_Exercise details:_ Emit a verbatim copy of the lines running from the line with "Where can you find the radio" through the end of the material below.

_Provided records:_

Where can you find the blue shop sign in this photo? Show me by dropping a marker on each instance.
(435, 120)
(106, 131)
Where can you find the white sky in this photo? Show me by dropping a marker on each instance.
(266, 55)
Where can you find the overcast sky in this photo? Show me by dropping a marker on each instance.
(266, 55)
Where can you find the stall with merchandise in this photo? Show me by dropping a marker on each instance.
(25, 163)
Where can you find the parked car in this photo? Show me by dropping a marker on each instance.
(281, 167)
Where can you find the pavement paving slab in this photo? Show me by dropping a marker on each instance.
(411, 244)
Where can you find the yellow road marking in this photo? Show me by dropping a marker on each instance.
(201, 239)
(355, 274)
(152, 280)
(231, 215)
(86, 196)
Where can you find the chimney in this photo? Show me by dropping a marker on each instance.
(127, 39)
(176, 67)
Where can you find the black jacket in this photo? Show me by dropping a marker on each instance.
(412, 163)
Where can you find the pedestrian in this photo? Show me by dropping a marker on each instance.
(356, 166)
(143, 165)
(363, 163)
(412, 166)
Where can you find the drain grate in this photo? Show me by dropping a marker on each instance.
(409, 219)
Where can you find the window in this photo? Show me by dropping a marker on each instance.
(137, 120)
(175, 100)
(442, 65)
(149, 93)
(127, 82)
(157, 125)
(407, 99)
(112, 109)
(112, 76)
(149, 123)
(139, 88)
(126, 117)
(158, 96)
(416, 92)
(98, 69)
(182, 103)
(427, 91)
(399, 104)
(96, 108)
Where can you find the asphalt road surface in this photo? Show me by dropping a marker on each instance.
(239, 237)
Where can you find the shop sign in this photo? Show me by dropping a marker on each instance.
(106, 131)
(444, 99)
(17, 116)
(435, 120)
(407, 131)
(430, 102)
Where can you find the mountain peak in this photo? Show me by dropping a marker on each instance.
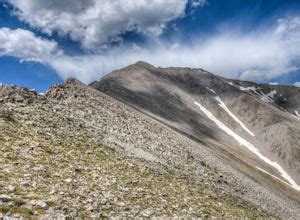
(142, 64)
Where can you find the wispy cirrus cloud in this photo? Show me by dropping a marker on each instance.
(259, 55)
(94, 22)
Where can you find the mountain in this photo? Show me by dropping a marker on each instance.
(152, 142)
(254, 128)
(76, 152)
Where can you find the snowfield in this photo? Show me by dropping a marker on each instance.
(223, 106)
(249, 146)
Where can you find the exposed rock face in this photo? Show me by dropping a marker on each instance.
(77, 152)
(255, 127)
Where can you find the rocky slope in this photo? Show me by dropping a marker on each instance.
(78, 152)
(254, 128)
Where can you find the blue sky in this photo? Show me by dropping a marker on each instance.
(44, 42)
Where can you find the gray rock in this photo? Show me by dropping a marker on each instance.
(5, 198)
(147, 213)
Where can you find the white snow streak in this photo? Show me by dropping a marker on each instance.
(249, 146)
(213, 91)
(298, 115)
(272, 176)
(222, 105)
(269, 97)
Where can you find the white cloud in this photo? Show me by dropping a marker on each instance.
(297, 84)
(26, 46)
(197, 3)
(93, 22)
(259, 56)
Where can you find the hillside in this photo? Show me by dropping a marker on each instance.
(253, 126)
(77, 152)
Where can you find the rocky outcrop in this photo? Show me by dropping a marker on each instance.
(76, 152)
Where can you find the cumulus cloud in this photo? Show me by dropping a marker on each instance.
(23, 44)
(94, 22)
(259, 56)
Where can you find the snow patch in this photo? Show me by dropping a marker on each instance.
(213, 91)
(249, 146)
(269, 97)
(222, 105)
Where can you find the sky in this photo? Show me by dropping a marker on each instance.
(45, 42)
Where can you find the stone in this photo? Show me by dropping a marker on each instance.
(5, 198)
(147, 213)
(39, 203)
(10, 188)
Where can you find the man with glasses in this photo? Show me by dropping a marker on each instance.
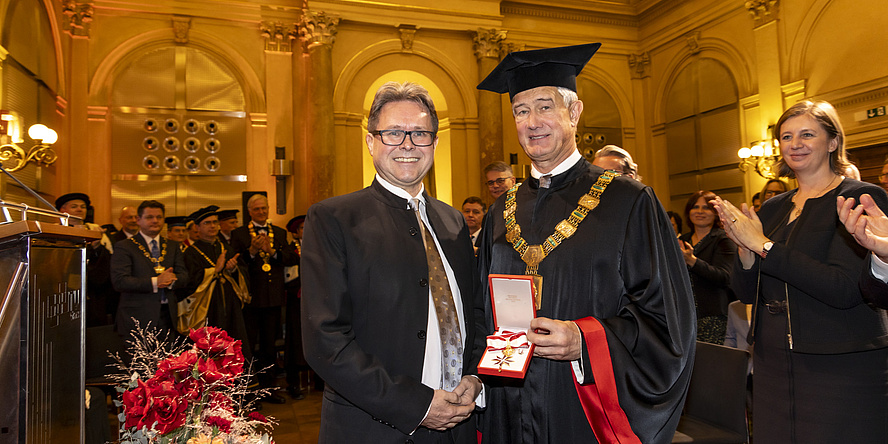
(388, 315)
(144, 270)
(499, 178)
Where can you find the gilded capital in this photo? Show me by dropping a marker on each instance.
(408, 34)
(318, 28)
(79, 17)
(489, 43)
(639, 65)
(181, 26)
(277, 36)
(762, 11)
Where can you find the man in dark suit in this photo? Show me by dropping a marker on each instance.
(265, 251)
(129, 224)
(388, 309)
(144, 269)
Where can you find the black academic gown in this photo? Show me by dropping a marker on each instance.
(623, 269)
(225, 309)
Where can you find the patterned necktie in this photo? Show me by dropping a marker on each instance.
(448, 322)
(545, 181)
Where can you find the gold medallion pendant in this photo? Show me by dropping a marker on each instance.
(533, 255)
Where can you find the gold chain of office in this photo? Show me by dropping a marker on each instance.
(158, 268)
(532, 255)
(266, 267)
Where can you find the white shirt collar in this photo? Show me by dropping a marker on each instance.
(565, 165)
(400, 192)
(149, 239)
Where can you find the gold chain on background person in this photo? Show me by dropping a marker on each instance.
(266, 267)
(532, 255)
(158, 268)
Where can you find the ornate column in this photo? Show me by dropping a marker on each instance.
(317, 31)
(84, 172)
(279, 109)
(768, 67)
(489, 45)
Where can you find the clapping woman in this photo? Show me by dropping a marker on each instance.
(709, 255)
(820, 353)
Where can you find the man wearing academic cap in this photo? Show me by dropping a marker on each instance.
(101, 299)
(227, 223)
(176, 230)
(388, 315)
(614, 333)
(216, 289)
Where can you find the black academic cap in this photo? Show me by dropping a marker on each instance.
(176, 221)
(65, 198)
(523, 70)
(203, 213)
(227, 214)
(293, 224)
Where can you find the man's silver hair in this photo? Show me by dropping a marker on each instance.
(568, 95)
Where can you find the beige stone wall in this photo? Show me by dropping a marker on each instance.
(824, 49)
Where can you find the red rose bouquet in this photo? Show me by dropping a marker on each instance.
(196, 394)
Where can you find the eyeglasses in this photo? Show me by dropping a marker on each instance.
(498, 181)
(397, 137)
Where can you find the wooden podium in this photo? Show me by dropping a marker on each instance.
(43, 272)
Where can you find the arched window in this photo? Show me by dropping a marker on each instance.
(703, 132)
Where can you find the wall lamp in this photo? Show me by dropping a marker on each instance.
(41, 153)
(762, 155)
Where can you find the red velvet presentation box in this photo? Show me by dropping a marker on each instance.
(508, 352)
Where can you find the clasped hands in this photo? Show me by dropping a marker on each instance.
(260, 242)
(742, 226)
(866, 222)
(229, 265)
(451, 408)
(166, 278)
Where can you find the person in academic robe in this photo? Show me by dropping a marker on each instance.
(176, 230)
(101, 299)
(615, 326)
(216, 290)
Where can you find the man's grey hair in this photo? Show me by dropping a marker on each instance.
(568, 95)
(401, 92)
(629, 167)
(498, 166)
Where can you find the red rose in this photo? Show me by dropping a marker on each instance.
(168, 408)
(210, 372)
(220, 401)
(136, 404)
(169, 412)
(211, 340)
(222, 424)
(177, 368)
(256, 416)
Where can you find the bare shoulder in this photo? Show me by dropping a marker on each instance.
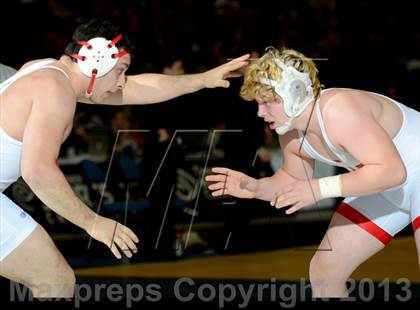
(290, 143)
(345, 113)
(339, 105)
(50, 85)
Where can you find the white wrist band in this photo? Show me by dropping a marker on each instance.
(330, 187)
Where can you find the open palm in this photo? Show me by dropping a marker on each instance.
(231, 182)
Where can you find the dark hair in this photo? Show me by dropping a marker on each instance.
(97, 28)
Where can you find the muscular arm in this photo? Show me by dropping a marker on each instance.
(382, 165)
(295, 167)
(52, 112)
(153, 88)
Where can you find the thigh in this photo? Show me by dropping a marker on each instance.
(27, 251)
(35, 258)
(346, 245)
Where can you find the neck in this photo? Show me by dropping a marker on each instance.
(307, 120)
(77, 80)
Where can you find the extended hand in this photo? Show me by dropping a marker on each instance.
(217, 77)
(299, 194)
(114, 235)
(231, 182)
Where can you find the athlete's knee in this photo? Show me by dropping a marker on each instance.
(57, 283)
(324, 267)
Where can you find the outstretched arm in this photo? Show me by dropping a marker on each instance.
(153, 88)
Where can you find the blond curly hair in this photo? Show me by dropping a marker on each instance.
(265, 67)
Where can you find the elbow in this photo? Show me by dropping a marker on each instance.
(399, 175)
(33, 175)
(30, 175)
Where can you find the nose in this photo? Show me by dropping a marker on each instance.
(261, 110)
(121, 82)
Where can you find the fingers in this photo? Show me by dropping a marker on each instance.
(216, 178)
(294, 208)
(220, 192)
(223, 83)
(115, 251)
(217, 186)
(249, 183)
(130, 233)
(236, 65)
(241, 58)
(233, 74)
(221, 170)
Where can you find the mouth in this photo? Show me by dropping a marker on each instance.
(272, 125)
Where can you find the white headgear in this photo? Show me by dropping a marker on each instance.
(295, 89)
(97, 57)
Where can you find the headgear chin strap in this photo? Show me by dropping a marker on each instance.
(296, 91)
(97, 57)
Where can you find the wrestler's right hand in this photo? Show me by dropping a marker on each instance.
(233, 183)
(114, 235)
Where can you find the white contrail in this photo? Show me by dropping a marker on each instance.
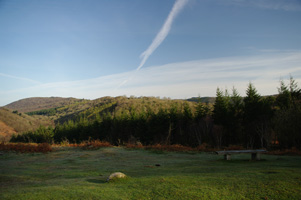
(177, 7)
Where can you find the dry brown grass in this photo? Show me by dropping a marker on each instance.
(26, 148)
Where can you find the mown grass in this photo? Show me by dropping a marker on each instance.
(74, 173)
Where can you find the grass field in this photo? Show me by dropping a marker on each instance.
(73, 173)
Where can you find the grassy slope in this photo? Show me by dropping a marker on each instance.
(15, 123)
(40, 103)
(80, 174)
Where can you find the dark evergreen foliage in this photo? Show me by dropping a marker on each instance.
(253, 121)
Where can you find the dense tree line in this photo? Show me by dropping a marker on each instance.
(252, 121)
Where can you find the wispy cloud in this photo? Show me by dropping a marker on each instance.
(179, 4)
(160, 37)
(20, 78)
(287, 5)
(179, 80)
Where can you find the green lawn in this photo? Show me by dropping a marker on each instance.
(72, 173)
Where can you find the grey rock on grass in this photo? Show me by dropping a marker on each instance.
(116, 175)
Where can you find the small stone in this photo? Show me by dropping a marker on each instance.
(116, 175)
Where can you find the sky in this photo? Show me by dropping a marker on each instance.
(163, 48)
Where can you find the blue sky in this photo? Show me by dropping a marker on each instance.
(89, 49)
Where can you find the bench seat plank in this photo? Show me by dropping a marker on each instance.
(255, 154)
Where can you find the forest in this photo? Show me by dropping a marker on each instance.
(253, 121)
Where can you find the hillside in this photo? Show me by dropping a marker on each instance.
(13, 122)
(40, 103)
(61, 110)
(209, 100)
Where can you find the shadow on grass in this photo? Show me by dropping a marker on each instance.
(97, 181)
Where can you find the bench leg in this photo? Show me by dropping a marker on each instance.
(227, 157)
(255, 156)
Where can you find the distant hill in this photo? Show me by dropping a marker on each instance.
(28, 114)
(40, 103)
(12, 122)
(202, 99)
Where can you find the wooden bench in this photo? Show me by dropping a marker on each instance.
(255, 154)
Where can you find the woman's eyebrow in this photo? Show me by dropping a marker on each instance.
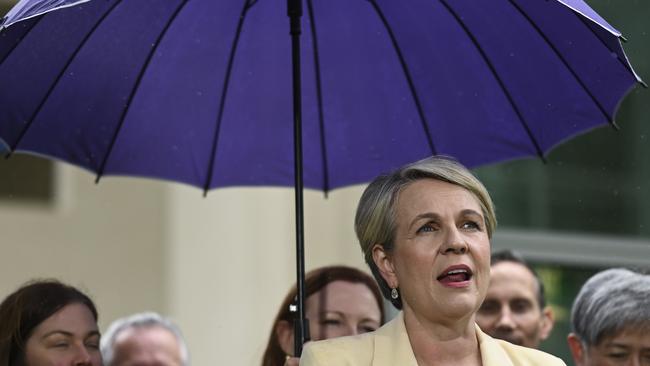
(425, 215)
(55, 332)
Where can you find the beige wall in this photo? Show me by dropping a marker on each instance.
(102, 238)
(218, 265)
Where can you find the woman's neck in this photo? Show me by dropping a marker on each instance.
(443, 343)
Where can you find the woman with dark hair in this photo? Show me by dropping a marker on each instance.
(48, 323)
(339, 301)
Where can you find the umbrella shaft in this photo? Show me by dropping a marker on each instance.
(301, 331)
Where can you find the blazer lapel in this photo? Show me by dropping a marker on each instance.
(492, 354)
(392, 345)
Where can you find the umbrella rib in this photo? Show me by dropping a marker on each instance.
(135, 88)
(566, 64)
(407, 74)
(319, 97)
(50, 90)
(224, 90)
(20, 40)
(625, 63)
(502, 85)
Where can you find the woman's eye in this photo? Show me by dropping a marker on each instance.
(617, 356)
(330, 322)
(471, 225)
(426, 228)
(367, 329)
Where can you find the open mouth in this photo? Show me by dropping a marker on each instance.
(455, 274)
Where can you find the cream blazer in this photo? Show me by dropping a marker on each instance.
(390, 346)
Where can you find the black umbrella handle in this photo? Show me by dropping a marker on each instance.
(301, 328)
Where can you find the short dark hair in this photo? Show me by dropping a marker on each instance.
(23, 310)
(315, 281)
(509, 255)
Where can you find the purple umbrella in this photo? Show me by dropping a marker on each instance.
(200, 91)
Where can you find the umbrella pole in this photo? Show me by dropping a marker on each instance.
(301, 327)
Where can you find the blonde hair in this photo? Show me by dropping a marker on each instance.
(375, 217)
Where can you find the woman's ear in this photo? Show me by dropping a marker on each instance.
(577, 349)
(384, 263)
(548, 320)
(284, 332)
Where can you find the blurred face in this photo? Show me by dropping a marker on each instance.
(628, 348)
(441, 258)
(68, 337)
(511, 310)
(342, 308)
(147, 346)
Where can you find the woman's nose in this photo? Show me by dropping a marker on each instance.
(454, 242)
(82, 357)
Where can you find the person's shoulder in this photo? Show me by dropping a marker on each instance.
(524, 356)
(339, 351)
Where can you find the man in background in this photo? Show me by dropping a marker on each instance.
(144, 339)
(515, 306)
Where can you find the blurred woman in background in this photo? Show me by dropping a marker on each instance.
(47, 323)
(610, 320)
(339, 301)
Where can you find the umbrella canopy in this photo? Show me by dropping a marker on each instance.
(199, 91)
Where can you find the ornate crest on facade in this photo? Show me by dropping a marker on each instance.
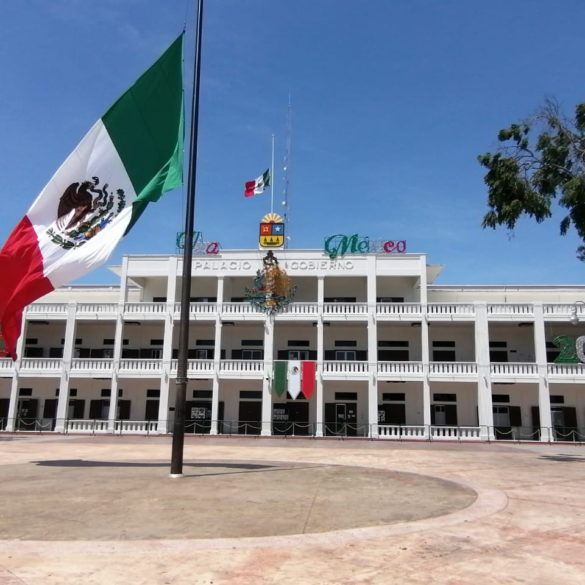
(273, 289)
(84, 210)
(272, 231)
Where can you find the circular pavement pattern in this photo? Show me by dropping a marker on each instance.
(113, 500)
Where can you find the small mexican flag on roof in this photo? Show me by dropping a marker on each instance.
(294, 376)
(129, 158)
(258, 185)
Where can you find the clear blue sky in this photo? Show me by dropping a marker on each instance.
(392, 102)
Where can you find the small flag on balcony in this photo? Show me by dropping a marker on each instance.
(294, 376)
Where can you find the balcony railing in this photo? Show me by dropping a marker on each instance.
(400, 368)
(41, 364)
(448, 369)
(513, 369)
(91, 366)
(566, 370)
(398, 310)
(345, 368)
(441, 310)
(242, 367)
(510, 310)
(345, 309)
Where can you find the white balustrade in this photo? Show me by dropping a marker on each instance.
(241, 367)
(513, 369)
(567, 370)
(87, 426)
(452, 433)
(398, 309)
(311, 309)
(138, 427)
(450, 309)
(140, 365)
(96, 308)
(342, 367)
(453, 368)
(41, 364)
(400, 368)
(44, 308)
(145, 308)
(91, 365)
(398, 432)
(344, 309)
(510, 309)
(6, 364)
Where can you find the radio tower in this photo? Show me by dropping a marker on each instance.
(286, 171)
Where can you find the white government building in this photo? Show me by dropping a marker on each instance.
(398, 357)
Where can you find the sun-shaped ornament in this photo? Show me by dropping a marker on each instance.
(273, 289)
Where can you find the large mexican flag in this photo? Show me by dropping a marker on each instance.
(294, 377)
(130, 157)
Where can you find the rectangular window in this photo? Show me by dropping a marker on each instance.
(251, 394)
(346, 396)
(345, 355)
(298, 343)
(505, 398)
(444, 397)
(394, 397)
(252, 343)
(203, 394)
(345, 343)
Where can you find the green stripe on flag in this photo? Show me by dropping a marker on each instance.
(280, 374)
(146, 127)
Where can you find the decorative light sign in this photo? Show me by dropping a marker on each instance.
(200, 248)
(572, 351)
(340, 244)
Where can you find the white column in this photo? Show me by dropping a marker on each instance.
(13, 405)
(216, 360)
(372, 349)
(267, 379)
(68, 345)
(546, 433)
(484, 379)
(167, 355)
(425, 350)
(118, 336)
(319, 407)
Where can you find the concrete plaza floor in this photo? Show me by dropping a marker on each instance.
(255, 511)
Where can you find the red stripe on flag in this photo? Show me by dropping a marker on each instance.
(23, 281)
(308, 379)
(250, 186)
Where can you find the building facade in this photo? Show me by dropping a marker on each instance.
(397, 357)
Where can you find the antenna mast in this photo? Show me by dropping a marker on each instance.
(286, 168)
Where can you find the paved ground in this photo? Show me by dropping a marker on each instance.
(261, 511)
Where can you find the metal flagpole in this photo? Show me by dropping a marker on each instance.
(181, 387)
(272, 178)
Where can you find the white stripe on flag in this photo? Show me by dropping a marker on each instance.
(294, 378)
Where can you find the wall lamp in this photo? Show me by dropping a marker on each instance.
(574, 319)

_Task solution:_
Where can you find the radio tower in this photo? Show me by dropping a marker on each instance.
(286, 171)
Where can you find the white government building in this photo? Show me by dropping a marker on each instance.
(398, 357)
Where can you find the sun-shaped ornament in this photo? Show me by dropping a marker on each instance.
(273, 289)
Where can you find the large mexican flag in this photo? Show me by dropping a marker on each instance.
(294, 377)
(130, 157)
Where can you find the rectangular window in this photo? Show me by dropping a marker on each instance.
(251, 394)
(346, 396)
(345, 355)
(298, 343)
(505, 398)
(444, 397)
(394, 397)
(252, 343)
(203, 394)
(345, 343)
Where can you find the green stripe on flag in this photo? Show me by dropping a marker on each instance.
(280, 374)
(146, 127)
Where can you find the decorative light sign in this photo? Show me by dropping a marker on each instance.
(200, 248)
(572, 351)
(340, 244)
Where can you find the white column in this photo? Show me by dropping a marker on each instance.
(13, 405)
(216, 360)
(372, 349)
(267, 379)
(68, 345)
(546, 433)
(484, 379)
(167, 355)
(425, 350)
(118, 336)
(319, 407)
Where can you find the concrete plaza floor in this photo? Show me by dropping a marker on each instance.
(255, 511)
Where can you find the red stripe on flag in this photo? Show me by dropping a marker on each instance.
(23, 281)
(308, 379)
(250, 186)
Where can you find the building facade in this photo? Show me by dropping a marker on each instance.
(397, 357)
Where can you find the antenna mast in this photo? Show me by dropping a marker on each instance.
(286, 168)
Where can you find the paved ground in this photo? Show me by dropping a marker on each instance.
(261, 511)
Where can you find the metal flagpole in this photo? Show me by dropping a marker on each instance.
(181, 387)
(272, 178)
Where can you find the white stripe on flag in this photo? Show me by dropping a marker on each instance.
(294, 378)
Where can you find the wall lamp in this photo? Show me by dropping a marker on each instance.
(574, 319)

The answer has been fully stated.